* _What you need to do_:
1 > According to the message on synchronization on shared memory windows, which routine produces the shared memory window that contains X?
2 > Using the message on synchronization on shared memory windows, explain why X is meant to denote the same memory location in both Process A and Process B.

* _Source extract_:
[mpiwg-rma] [EXTERNAL] Re: Synchronization on shared memory windows

Rolf Rabenseifner rabenseifner at hlrs.de
Wed Feb 5 11:43:23 CST 2014


Pavan, Dave, Jeff, and Brian,

is it now correct?
Should it go in MPI-next into Sect.11.7?

> --------------------
> X is part of a shared memory window and should mean the same
> memory location in both processes produced with
> MPI_WIN_ALLOCATE_SHARED.
> 
> Process A               Process B
> 
> MPI_WIN_LOCK_ALL(       MPI_WIN_LOCK_ALL(
> MPI_MODE_NOCHECK,win)   MPI_MODE_NOCHECK,win)
> 
> DO ...                  DO ...
>   x=...
>   MPI_F_SYNC_REG(X)
>   MPI_WIN_SYNC(win)
>   MPI_Barrier             MPI_Barrier
>                           MPI_WIN_SYNC(win)
>                           MPI_F_SYNC_REG(X)
>                           print X
> END DO                  END DO
> 
> MPI_WIN_UNLOCK_ALL(win) MPI_WIN_UNLOCK_ALL(win)

* _Given records_:
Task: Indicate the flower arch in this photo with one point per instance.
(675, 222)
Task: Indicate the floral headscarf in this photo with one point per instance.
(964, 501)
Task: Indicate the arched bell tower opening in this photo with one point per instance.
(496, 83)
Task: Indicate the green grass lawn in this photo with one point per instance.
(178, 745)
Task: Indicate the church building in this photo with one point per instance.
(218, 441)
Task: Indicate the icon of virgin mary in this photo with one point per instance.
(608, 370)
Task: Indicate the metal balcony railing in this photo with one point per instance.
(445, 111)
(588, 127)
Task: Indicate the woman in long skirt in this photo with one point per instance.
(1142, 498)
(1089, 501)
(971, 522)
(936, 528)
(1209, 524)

* * *

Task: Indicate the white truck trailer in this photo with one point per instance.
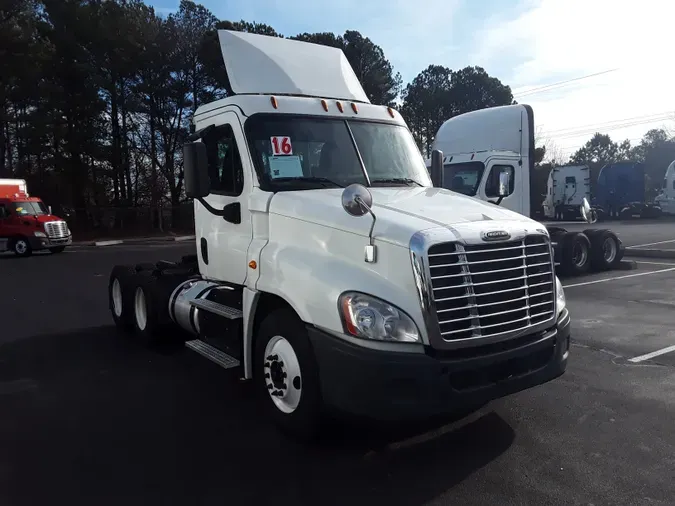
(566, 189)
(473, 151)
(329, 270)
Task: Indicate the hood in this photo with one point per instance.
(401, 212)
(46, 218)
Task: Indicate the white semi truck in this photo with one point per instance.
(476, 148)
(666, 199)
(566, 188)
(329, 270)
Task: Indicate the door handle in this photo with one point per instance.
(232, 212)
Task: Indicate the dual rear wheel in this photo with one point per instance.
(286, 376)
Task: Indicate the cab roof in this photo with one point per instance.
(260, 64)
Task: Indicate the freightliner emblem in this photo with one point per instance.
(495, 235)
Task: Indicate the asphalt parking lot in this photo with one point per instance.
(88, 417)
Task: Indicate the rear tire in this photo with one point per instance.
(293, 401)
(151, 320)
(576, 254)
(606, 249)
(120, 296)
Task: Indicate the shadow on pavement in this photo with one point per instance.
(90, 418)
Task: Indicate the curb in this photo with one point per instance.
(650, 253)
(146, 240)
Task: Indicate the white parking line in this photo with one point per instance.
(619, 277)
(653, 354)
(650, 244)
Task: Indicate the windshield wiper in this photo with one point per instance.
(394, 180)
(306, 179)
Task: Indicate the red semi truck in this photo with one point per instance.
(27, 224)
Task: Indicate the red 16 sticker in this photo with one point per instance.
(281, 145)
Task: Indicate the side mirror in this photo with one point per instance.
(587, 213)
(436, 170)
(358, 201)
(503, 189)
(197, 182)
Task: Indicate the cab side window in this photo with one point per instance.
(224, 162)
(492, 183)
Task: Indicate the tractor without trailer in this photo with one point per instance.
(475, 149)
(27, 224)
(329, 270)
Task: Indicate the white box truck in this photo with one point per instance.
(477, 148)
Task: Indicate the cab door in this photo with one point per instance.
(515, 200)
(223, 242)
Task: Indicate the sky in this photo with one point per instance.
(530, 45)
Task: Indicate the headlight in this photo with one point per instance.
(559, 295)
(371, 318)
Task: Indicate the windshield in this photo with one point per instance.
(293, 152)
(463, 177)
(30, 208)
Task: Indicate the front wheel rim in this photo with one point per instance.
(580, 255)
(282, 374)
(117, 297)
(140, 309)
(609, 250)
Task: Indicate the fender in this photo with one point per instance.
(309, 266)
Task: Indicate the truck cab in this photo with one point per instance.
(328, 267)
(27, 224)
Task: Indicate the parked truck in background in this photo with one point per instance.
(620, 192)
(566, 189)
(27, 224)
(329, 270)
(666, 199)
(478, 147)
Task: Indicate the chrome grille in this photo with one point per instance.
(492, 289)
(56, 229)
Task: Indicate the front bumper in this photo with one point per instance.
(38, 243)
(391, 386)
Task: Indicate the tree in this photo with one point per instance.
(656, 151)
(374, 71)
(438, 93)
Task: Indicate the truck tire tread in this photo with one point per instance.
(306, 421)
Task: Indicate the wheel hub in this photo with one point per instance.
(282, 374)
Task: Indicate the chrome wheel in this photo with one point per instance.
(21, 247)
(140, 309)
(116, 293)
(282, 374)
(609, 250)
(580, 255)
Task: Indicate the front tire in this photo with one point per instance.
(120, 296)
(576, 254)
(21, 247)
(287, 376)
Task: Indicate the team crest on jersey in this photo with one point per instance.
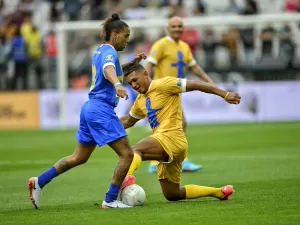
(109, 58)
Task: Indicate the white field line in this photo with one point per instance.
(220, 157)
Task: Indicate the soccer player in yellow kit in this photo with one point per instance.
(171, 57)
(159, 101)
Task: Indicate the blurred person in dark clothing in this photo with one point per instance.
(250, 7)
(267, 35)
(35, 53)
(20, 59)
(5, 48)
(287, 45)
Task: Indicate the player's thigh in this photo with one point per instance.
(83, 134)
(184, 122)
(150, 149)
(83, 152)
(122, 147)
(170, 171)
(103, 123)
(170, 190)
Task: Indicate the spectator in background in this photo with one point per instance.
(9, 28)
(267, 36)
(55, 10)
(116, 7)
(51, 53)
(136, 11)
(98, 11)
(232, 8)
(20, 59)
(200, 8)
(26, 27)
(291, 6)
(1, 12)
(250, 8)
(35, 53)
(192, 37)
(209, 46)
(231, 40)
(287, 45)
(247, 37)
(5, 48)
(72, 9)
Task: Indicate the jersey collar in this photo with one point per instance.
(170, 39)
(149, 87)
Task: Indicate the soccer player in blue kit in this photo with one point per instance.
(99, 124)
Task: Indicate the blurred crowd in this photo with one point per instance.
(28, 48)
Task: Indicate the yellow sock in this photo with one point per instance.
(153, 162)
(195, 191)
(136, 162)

---

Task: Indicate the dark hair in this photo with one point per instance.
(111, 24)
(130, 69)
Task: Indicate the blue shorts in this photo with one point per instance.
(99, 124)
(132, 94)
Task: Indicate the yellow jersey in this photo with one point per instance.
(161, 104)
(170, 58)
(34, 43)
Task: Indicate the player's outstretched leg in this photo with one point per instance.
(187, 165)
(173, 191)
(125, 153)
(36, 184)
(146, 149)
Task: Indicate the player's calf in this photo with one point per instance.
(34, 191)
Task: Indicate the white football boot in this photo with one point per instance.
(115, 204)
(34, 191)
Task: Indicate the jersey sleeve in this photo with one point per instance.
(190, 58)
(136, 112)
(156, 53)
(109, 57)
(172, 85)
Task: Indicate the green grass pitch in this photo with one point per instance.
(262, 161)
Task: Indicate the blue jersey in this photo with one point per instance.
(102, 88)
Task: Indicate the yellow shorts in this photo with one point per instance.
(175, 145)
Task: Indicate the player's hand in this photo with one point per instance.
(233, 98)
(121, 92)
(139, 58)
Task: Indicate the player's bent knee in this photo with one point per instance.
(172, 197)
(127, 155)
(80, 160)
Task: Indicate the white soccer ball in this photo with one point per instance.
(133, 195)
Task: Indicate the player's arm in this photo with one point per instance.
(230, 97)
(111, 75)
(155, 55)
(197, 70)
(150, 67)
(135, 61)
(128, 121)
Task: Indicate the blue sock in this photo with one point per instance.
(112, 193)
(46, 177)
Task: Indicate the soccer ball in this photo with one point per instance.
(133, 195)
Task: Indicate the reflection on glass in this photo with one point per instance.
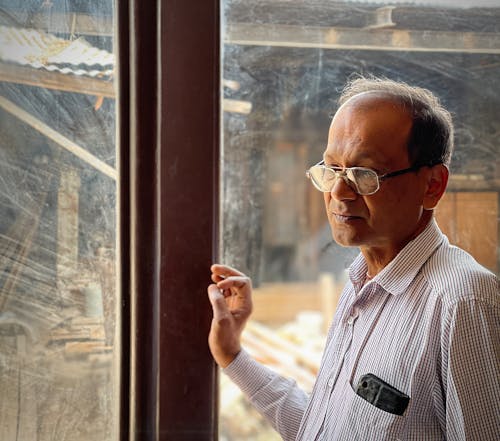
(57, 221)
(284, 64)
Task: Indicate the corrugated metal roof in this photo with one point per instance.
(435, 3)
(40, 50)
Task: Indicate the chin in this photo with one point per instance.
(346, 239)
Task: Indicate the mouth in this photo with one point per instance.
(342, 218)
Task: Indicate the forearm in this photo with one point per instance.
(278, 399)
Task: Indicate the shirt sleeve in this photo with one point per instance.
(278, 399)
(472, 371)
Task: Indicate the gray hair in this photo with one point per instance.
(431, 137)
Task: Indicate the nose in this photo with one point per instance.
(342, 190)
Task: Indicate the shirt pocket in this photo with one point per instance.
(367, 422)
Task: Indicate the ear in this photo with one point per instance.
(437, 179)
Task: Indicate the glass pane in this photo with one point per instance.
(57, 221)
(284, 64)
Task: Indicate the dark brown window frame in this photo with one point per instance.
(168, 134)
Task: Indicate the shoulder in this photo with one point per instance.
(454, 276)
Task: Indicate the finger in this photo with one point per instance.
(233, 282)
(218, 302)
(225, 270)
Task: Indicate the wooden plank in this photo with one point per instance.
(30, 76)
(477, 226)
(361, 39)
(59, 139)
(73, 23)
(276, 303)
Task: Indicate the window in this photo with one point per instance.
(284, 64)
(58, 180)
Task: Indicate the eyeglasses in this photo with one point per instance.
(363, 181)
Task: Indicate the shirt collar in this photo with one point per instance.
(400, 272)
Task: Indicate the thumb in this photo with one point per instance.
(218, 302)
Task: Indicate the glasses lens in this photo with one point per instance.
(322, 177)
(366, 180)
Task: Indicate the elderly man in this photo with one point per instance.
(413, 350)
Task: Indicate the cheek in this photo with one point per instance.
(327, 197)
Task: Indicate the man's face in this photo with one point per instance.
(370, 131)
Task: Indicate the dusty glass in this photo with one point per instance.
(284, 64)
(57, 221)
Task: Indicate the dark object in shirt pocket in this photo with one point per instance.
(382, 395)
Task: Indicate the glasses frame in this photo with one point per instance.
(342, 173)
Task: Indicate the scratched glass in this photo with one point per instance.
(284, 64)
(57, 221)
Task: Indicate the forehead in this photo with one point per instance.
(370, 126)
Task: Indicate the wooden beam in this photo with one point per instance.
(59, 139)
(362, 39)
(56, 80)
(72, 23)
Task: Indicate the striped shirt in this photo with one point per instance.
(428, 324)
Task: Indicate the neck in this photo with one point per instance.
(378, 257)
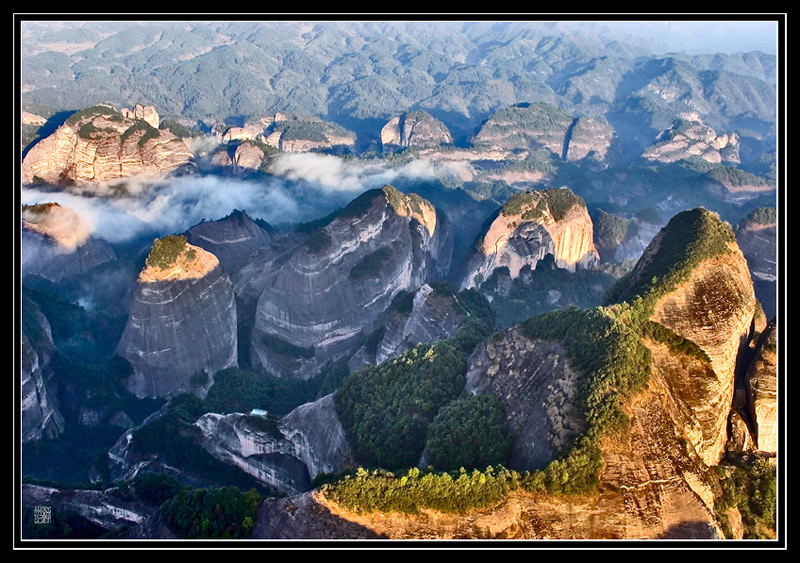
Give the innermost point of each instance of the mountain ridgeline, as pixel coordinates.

* _Results by task_:
1 > MPI_WIN_ALLOCATE_SHARED

2 > X is part of a shared memory window produced with MPI_WIN_ALLOCATE_SHARED. For that reason, it is meant to refer to the same memory location in both processes.